Region pointing data:
»»

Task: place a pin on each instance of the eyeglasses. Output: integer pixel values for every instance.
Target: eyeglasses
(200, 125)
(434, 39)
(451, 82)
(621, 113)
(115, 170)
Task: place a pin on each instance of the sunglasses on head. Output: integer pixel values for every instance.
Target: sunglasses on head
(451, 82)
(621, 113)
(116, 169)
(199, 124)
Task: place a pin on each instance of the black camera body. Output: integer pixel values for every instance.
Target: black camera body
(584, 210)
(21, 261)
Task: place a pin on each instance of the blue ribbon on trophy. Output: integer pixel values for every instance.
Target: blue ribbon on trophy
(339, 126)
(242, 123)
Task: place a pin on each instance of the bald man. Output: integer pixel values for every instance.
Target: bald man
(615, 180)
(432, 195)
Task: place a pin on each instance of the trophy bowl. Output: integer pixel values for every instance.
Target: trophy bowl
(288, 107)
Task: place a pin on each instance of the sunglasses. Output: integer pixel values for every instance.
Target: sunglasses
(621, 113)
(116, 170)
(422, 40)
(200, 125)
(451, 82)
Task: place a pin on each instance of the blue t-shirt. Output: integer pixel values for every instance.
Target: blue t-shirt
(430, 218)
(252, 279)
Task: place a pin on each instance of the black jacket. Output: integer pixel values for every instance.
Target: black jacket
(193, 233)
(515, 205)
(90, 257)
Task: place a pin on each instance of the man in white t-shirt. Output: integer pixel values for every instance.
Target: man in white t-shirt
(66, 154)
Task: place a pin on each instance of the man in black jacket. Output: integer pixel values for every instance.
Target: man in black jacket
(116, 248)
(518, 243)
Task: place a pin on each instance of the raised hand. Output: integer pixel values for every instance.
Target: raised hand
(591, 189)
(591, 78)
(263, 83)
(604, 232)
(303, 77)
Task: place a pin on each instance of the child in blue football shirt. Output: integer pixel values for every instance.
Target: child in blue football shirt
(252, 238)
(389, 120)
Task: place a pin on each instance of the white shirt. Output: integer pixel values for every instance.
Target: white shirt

««

Assignment: Exactly reproduce the lines from the one containing "Target: man in black jacket" through the end of the records, and only those lines.

Response box:
Target: man in black jacket
(116, 248)
(518, 243)
Task: place a pin on each instance of the raised hand. Output: integer pixel values for every instance.
Target: raised hand
(591, 189)
(591, 78)
(263, 83)
(604, 232)
(303, 77)
Task: place a pin on each instance of the child in blue football shirt. Output: integer pixel values for every instance.
Target: child in blue football shirt
(252, 238)
(389, 120)
Task: place a pin on each instance of the white shirt. Output: integer pixel values for every instance.
Target: white shirt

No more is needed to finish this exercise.